→ **WHAT YOU SHOULD DO**:
Check each line of the entries below for the string "black"; copy every line where it appears.

──────── DATA FOR THIS EXERCISE ────────

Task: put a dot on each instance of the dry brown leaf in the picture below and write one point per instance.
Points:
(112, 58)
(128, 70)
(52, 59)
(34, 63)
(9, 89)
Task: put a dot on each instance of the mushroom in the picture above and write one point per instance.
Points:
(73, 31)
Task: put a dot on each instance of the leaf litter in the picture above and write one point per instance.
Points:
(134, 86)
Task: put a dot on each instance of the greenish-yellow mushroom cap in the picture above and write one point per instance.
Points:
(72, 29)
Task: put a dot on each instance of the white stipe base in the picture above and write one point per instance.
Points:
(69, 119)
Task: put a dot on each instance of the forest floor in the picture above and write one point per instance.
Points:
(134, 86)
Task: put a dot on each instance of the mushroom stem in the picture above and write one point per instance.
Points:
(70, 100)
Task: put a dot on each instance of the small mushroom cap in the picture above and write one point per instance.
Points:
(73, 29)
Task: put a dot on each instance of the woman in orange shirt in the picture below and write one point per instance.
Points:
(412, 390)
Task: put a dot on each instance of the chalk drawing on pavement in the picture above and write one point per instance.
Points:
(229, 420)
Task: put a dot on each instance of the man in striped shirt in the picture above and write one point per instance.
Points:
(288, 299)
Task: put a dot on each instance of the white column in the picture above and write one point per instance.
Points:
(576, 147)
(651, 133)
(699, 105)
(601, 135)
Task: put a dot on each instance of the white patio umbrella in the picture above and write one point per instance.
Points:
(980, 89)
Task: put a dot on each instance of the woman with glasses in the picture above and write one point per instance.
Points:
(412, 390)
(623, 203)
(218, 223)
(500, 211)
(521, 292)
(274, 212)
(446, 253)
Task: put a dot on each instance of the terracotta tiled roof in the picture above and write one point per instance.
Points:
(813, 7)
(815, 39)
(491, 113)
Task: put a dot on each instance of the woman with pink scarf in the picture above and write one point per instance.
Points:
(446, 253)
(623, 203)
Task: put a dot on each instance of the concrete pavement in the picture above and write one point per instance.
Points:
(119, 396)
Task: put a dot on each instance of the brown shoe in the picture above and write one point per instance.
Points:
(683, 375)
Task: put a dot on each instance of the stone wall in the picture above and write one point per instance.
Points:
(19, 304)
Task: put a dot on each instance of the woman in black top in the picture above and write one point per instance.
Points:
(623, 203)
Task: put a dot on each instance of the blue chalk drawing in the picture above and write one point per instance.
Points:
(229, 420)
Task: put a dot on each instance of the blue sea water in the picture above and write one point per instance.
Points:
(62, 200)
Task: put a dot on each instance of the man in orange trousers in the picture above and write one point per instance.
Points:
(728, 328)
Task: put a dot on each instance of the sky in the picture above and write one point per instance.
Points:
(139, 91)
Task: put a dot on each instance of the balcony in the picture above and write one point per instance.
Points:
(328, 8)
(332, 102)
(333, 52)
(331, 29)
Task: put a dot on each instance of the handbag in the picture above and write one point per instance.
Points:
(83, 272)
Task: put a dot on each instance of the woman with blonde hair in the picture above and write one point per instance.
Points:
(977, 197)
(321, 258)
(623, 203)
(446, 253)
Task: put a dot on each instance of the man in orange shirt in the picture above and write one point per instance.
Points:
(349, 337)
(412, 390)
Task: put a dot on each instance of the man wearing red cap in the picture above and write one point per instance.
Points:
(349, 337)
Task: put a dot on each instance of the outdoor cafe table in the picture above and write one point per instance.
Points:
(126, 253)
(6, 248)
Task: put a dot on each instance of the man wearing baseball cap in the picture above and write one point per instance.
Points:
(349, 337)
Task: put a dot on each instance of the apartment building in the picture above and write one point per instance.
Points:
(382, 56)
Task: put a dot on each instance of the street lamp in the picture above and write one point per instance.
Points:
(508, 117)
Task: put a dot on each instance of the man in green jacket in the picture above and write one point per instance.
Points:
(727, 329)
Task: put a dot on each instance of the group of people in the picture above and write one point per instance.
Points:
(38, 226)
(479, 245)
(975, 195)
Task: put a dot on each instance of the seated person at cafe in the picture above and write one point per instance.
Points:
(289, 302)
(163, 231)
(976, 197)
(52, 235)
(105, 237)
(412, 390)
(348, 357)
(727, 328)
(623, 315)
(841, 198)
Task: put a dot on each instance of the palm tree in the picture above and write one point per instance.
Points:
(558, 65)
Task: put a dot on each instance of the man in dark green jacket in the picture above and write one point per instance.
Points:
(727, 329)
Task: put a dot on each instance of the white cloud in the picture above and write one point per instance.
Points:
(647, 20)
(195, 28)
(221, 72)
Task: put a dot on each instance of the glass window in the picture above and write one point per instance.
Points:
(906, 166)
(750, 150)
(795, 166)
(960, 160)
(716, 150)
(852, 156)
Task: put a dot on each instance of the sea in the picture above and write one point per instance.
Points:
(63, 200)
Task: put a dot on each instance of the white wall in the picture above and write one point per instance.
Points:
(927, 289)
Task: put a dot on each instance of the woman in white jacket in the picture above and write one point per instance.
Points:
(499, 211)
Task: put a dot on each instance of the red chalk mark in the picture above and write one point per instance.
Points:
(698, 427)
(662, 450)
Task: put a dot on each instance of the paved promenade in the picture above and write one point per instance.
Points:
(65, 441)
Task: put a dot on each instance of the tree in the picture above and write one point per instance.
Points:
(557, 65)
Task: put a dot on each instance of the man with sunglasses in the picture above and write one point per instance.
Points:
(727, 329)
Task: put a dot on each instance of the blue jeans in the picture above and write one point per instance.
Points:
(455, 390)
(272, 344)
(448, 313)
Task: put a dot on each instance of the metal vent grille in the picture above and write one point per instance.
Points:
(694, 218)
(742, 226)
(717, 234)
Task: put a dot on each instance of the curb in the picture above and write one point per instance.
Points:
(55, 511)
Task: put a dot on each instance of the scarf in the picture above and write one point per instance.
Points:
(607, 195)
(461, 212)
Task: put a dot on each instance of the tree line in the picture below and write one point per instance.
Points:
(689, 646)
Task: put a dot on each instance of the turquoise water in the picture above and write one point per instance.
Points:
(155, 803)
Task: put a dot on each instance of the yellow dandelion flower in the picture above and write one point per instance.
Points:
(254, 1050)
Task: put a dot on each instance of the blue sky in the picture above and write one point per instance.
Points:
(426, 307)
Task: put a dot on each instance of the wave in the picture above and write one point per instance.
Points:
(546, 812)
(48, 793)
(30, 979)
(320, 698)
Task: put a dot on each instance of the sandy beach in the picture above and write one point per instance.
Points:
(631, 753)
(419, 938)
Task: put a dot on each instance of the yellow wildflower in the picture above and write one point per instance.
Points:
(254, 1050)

────────
──────── DATA FOR THIS EXERCISE ────────

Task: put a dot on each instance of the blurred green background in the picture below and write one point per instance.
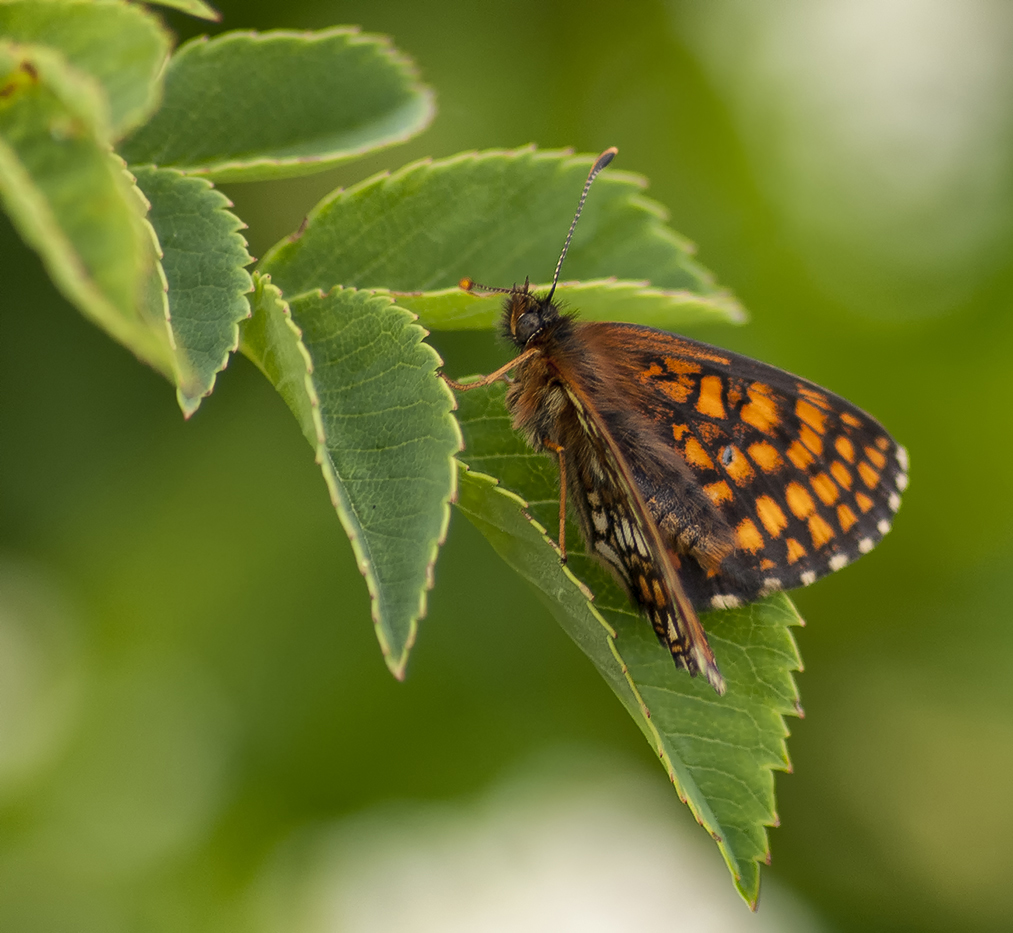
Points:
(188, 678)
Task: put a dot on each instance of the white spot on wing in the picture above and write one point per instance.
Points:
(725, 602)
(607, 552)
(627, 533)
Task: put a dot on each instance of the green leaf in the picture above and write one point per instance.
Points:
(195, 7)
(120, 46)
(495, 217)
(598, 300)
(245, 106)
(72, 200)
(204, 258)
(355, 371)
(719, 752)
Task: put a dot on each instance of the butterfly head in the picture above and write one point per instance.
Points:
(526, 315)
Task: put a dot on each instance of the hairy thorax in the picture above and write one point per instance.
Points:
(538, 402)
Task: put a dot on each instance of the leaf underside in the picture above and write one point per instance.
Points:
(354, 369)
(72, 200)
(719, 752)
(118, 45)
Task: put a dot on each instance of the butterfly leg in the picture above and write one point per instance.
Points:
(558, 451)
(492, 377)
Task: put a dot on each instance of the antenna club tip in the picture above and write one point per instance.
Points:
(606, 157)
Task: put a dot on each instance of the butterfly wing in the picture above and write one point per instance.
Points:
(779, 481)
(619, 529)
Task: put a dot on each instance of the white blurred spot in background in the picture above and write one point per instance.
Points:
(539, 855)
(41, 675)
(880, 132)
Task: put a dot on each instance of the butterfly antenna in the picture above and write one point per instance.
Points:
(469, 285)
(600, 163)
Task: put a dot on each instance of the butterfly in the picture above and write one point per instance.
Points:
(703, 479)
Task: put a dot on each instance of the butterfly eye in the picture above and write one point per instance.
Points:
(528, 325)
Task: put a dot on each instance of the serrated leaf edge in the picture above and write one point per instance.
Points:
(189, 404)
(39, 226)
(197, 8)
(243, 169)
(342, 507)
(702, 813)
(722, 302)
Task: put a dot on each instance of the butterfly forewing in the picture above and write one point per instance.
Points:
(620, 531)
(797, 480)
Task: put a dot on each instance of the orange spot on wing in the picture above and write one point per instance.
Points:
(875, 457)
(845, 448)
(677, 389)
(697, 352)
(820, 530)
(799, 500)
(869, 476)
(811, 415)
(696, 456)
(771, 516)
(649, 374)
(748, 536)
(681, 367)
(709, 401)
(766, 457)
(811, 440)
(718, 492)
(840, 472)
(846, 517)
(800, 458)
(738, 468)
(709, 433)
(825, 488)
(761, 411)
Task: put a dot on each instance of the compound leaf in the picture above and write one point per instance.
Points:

────────
──────── DATA FOR THIS EXERCISE ────────

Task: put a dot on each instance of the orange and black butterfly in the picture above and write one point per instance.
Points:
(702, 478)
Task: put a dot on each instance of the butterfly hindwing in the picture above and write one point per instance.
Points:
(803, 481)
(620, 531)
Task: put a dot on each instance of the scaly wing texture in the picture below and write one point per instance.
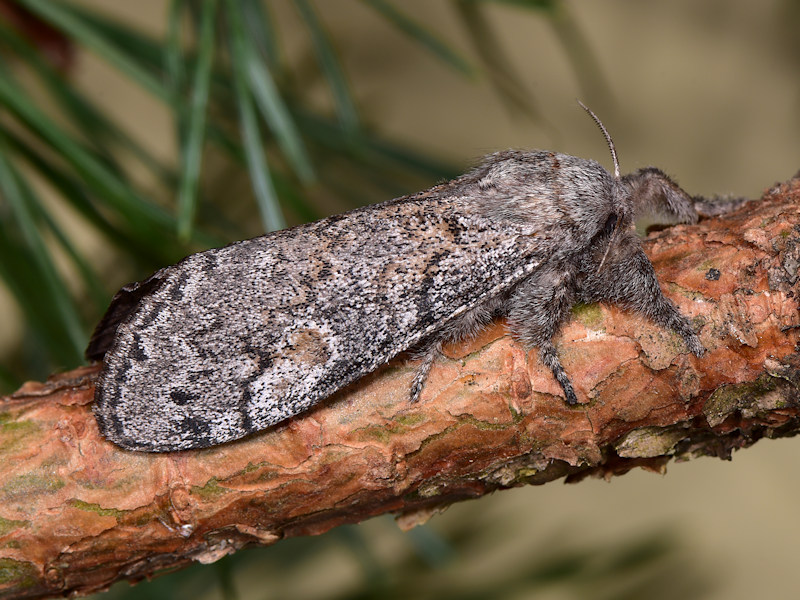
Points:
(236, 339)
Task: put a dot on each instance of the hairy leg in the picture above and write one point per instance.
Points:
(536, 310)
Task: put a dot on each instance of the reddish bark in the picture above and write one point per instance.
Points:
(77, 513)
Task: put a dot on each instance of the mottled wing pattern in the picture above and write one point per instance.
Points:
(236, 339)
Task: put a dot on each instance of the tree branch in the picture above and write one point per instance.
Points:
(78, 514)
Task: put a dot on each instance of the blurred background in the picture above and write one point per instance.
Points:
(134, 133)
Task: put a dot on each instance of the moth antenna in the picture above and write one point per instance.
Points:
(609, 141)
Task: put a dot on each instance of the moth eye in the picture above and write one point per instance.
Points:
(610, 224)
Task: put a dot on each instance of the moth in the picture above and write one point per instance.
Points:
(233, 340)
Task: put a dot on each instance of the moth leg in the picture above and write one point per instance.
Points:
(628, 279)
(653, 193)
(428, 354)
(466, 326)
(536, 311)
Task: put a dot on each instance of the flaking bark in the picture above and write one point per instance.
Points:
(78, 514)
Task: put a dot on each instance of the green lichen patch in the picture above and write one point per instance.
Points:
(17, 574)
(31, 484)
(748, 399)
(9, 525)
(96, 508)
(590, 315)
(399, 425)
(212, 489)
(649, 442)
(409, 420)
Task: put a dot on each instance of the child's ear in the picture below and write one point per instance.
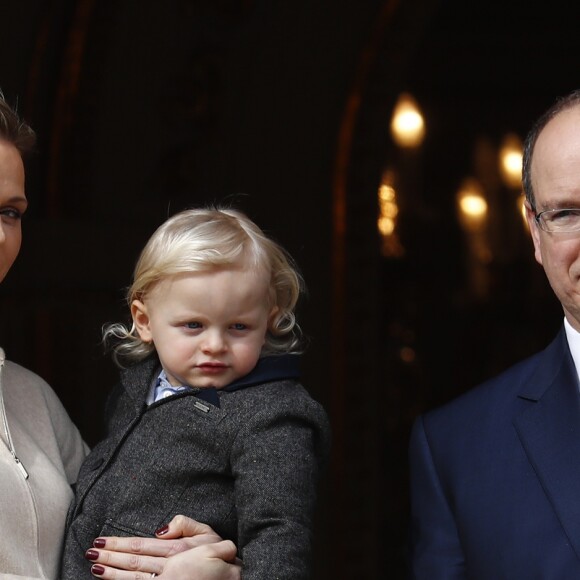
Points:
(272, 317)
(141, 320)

────────

→ **RESULT**:
Task: put a dot on each instance of the woman in black top in the picture above and write one point per instance.
Task: put a dot on each instance of the orange and black butterfly in the picture above and write one point per instance.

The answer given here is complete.